• [Short problem]: From the entries below, pull out every line that contains the word "could" and copy each one in full.

• [Listing]:
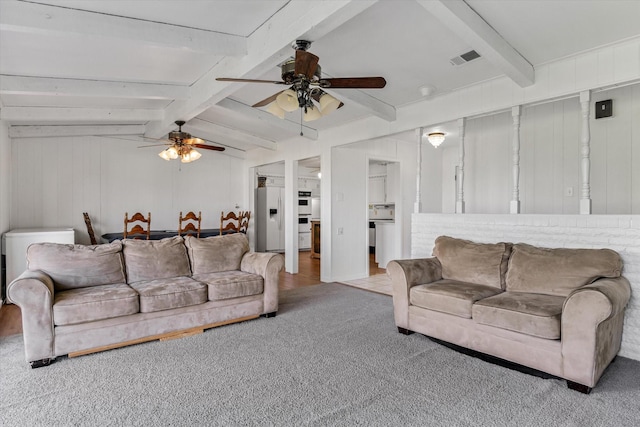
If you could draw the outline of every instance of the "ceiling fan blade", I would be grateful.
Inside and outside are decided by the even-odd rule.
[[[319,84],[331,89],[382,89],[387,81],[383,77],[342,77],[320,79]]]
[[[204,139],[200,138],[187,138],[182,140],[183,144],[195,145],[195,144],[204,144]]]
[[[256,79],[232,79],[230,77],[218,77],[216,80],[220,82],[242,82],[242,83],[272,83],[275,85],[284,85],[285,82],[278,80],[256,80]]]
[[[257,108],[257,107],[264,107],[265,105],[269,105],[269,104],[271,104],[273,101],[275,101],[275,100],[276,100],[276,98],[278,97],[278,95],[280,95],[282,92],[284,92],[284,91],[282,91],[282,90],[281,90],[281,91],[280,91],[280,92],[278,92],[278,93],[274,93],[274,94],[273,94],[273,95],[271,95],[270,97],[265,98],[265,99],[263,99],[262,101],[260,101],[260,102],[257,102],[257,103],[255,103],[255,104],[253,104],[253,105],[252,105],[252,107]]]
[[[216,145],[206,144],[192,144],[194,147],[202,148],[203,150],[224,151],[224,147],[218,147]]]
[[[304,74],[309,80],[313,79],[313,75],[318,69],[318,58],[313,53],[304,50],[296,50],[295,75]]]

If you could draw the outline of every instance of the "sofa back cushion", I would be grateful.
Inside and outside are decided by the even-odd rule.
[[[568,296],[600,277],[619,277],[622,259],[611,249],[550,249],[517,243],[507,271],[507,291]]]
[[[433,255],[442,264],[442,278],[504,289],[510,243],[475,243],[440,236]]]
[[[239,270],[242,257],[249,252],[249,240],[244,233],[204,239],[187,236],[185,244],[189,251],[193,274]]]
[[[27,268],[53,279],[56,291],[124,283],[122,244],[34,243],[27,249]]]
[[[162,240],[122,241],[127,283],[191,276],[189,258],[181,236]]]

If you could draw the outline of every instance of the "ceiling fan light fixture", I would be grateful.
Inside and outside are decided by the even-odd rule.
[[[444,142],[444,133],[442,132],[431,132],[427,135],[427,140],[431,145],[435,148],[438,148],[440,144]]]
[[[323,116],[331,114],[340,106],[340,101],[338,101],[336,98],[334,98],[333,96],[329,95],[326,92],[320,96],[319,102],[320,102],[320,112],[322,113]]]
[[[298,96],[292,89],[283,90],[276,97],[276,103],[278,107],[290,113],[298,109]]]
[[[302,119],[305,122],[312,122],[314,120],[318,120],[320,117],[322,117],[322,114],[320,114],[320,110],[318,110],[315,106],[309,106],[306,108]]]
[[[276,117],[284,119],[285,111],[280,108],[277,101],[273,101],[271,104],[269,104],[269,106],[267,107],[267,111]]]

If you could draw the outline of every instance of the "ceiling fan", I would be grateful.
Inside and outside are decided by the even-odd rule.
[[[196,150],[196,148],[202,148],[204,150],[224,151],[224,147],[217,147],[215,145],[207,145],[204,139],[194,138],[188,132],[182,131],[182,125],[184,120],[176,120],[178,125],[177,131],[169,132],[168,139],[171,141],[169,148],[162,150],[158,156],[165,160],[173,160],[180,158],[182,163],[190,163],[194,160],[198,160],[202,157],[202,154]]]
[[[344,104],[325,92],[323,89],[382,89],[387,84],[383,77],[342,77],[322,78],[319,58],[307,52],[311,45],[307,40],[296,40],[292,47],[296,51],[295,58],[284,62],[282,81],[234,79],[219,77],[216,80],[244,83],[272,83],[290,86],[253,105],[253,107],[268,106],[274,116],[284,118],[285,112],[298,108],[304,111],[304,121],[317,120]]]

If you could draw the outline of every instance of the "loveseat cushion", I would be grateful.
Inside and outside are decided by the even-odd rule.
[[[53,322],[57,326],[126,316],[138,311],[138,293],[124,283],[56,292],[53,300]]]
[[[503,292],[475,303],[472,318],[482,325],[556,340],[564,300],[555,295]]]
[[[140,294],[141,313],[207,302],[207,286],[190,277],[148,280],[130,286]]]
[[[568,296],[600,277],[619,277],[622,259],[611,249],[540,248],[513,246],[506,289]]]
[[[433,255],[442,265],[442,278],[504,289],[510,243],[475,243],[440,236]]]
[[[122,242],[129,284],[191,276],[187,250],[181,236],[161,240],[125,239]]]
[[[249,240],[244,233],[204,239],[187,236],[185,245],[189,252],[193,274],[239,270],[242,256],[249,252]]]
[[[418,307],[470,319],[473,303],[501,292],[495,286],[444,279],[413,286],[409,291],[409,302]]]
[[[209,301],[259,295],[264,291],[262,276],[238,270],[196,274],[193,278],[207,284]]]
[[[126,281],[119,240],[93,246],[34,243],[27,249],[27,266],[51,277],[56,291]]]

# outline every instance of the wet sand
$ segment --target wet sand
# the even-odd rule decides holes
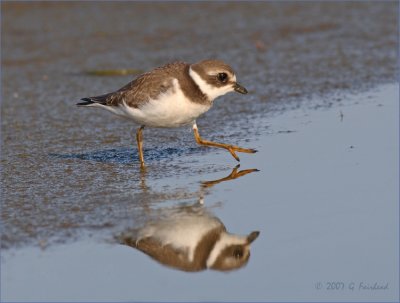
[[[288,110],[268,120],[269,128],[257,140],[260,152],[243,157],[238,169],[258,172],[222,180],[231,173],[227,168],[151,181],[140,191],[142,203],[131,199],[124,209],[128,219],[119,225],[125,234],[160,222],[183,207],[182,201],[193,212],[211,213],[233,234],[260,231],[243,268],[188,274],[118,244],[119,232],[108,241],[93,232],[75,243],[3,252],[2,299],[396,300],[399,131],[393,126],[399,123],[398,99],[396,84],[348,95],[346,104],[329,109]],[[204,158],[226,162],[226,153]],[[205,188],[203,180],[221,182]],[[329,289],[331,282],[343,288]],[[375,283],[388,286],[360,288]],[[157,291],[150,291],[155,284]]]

• [Full response]:
If you could draw the outline of every instance of the "ceiling fan blade", I would be grateful.
If you could draw the outline of every instance of the "sofa back cushion", I would be grateful.
If you could draw the outline of every instance of the "ceiling fan light fixture", I would be grateful.
If you could draw the outline of every instance of the "ceiling fan", I would be grateful.
If you could draw the outline of every instance of the "loveseat cushion", I would be grateful.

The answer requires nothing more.